Das sind die Fragen, die mir immer wieder gestellt wurden. Mit dieser Selbstdefinition will ich den Leser an das Thema heranführen. Ich arbeite gerade an meiner neuen Standup-Show „Der Endgegner“, die im Januar Premiere hat. Aber dann häuften sich diese judenfeindlichen Vorfälle an wie der Anschlag auf die französische Holocaustüberlebende, die in ihrer Wohnung erstochen und angezündet wurde. Jüdische Restaurantbesitzer wurden angegriffen. In Chemnitz flogen Molotowcocktails durch Fenster. Jüdische Schüler wurden auf Schulhöfen gejagt. Das habe ich auch mit sieben oder acht Jahren erlebt. In den Achtzigern hieß es, das sei jetzt alles vorbei, das seien die letzten Ausläufer. Das sind aber nur Worthülsen gewesen. Ich habe gerade das Gefühl, dass alles noch da ist. Warum ist beim Echo niemand wirklich aufgestanden? Der einzige, der etwas gesagt hat, war Campino, aber am Ende nahm er den Preis trotzdem entgegen. Mir fehlt Klarheit.

Was erhoffen Sie sich, mit dem Buch zu erreichen?

Aufgabe:
Führen Sie alle judenfeindlichen Vorfälle auf, die im Ausgangstext genannt werden. Die Einträge sind eigenständiges Material und nicht Teil des Ausgangstexts.

Gespeicherte Dateneinträge:
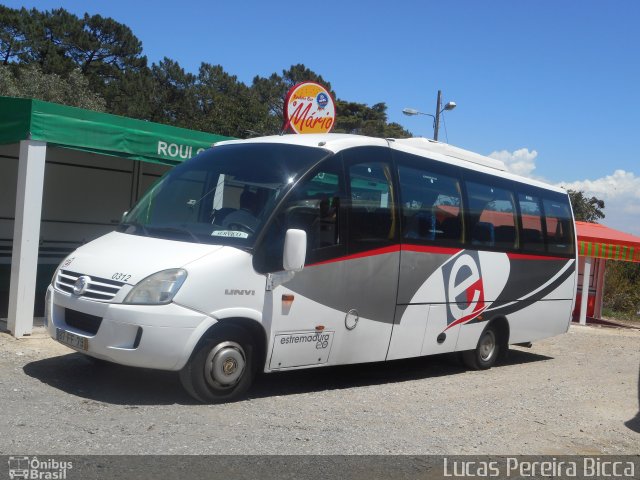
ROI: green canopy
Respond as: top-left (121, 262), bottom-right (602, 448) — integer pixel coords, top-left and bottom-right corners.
top-left (0, 96), bottom-right (231, 165)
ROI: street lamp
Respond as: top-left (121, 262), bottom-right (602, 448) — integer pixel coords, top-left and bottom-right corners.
top-left (402, 90), bottom-right (456, 142)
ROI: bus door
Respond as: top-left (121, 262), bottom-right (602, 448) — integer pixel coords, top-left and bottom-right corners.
top-left (387, 151), bottom-right (464, 360)
top-left (257, 147), bottom-right (399, 369)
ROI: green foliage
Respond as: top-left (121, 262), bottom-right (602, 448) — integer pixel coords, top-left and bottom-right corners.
top-left (0, 5), bottom-right (409, 138)
top-left (0, 65), bottom-right (105, 112)
top-left (567, 190), bottom-right (604, 223)
top-left (0, 5), bottom-right (28, 65)
top-left (602, 261), bottom-right (640, 319)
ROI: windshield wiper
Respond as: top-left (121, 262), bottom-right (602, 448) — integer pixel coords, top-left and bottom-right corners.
top-left (118, 222), bottom-right (150, 237)
top-left (146, 227), bottom-right (202, 243)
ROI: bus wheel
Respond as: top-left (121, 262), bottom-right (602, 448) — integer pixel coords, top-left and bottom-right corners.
top-left (462, 325), bottom-right (500, 370)
top-left (180, 329), bottom-right (254, 403)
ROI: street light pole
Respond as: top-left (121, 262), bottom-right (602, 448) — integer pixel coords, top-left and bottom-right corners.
top-left (433, 90), bottom-right (442, 142)
top-left (402, 90), bottom-right (456, 142)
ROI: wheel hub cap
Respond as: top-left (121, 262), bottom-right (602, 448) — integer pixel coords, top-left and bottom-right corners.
top-left (205, 342), bottom-right (246, 388)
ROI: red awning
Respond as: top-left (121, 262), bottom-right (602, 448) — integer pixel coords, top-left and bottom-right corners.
top-left (576, 222), bottom-right (640, 262)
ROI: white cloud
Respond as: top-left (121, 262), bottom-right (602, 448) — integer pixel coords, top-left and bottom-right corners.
top-left (489, 148), bottom-right (538, 177)
top-left (489, 148), bottom-right (640, 236)
top-left (489, 148), bottom-right (640, 236)
top-left (558, 170), bottom-right (640, 236)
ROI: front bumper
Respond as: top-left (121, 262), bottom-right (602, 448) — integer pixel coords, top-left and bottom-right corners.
top-left (45, 286), bottom-right (216, 370)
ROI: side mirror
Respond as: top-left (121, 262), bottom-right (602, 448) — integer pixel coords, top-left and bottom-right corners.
top-left (282, 228), bottom-right (307, 272)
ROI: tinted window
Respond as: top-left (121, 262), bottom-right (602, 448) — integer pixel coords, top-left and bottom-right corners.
top-left (255, 157), bottom-right (345, 272)
top-left (398, 165), bottom-right (463, 242)
top-left (466, 178), bottom-right (518, 249)
top-left (119, 143), bottom-right (328, 247)
top-left (542, 198), bottom-right (574, 255)
top-left (349, 162), bottom-right (395, 249)
top-left (518, 193), bottom-right (545, 252)
top-left (343, 148), bottom-right (398, 252)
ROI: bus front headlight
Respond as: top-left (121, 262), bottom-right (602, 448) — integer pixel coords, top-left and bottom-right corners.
top-left (124, 268), bottom-right (187, 305)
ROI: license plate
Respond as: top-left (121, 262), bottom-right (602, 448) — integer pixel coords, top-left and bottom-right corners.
top-left (56, 328), bottom-right (89, 351)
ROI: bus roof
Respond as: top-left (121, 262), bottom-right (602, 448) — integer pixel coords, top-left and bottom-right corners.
top-left (215, 133), bottom-right (566, 193)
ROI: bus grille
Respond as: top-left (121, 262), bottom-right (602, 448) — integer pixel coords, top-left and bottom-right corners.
top-left (54, 270), bottom-right (125, 302)
top-left (64, 308), bottom-right (102, 335)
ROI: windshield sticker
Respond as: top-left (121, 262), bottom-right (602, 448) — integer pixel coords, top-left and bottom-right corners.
top-left (211, 230), bottom-right (249, 238)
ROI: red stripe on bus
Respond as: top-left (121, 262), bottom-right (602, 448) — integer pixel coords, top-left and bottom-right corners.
top-left (307, 245), bottom-right (400, 267)
top-left (507, 253), bottom-right (568, 260)
top-left (402, 244), bottom-right (462, 255)
top-left (306, 244), bottom-right (461, 267)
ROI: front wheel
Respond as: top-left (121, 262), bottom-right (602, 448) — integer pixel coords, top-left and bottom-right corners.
top-left (462, 325), bottom-right (500, 370)
top-left (180, 330), bottom-right (254, 403)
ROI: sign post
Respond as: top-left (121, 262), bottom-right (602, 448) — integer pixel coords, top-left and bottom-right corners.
top-left (282, 82), bottom-right (336, 133)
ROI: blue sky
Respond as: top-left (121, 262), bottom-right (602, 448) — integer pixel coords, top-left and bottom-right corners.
top-left (2, 0), bottom-right (640, 235)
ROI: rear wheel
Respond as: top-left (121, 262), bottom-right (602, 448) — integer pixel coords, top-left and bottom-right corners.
top-left (180, 329), bottom-right (254, 403)
top-left (462, 325), bottom-right (500, 370)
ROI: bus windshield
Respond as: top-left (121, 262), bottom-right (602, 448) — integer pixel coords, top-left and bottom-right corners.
top-left (118, 143), bottom-right (329, 247)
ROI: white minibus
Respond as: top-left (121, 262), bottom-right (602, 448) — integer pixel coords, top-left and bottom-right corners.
top-left (46, 134), bottom-right (576, 402)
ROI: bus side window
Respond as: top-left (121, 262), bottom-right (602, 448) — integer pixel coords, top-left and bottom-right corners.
top-left (466, 182), bottom-right (518, 250)
top-left (518, 193), bottom-right (544, 252)
top-left (255, 157), bottom-right (345, 272)
top-left (349, 162), bottom-right (397, 251)
top-left (398, 165), bottom-right (462, 243)
top-left (542, 198), bottom-right (574, 255)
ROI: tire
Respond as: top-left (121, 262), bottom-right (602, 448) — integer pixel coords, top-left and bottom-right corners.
top-left (180, 328), bottom-right (255, 403)
top-left (462, 325), bottom-right (500, 370)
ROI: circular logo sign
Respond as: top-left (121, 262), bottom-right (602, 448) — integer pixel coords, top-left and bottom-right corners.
top-left (73, 275), bottom-right (91, 297)
top-left (283, 82), bottom-right (336, 133)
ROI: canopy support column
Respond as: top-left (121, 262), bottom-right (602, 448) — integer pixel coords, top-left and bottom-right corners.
top-left (580, 257), bottom-right (593, 325)
top-left (7, 140), bottom-right (47, 338)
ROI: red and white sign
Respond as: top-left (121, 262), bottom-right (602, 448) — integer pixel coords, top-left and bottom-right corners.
top-left (283, 82), bottom-right (336, 133)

Lösung:
- Der Anschlag auf die französische Holocaustüberlebende, die in ihrer Wohnung erstochen und angezündet wurde
- Angriffe auf jüdische Restaurantbesitzer
- Molotowcocktails, die in Chemnitz durch Fenster flogen
- Jüdische Schüler, die auf Schulhöfen gejagt wurden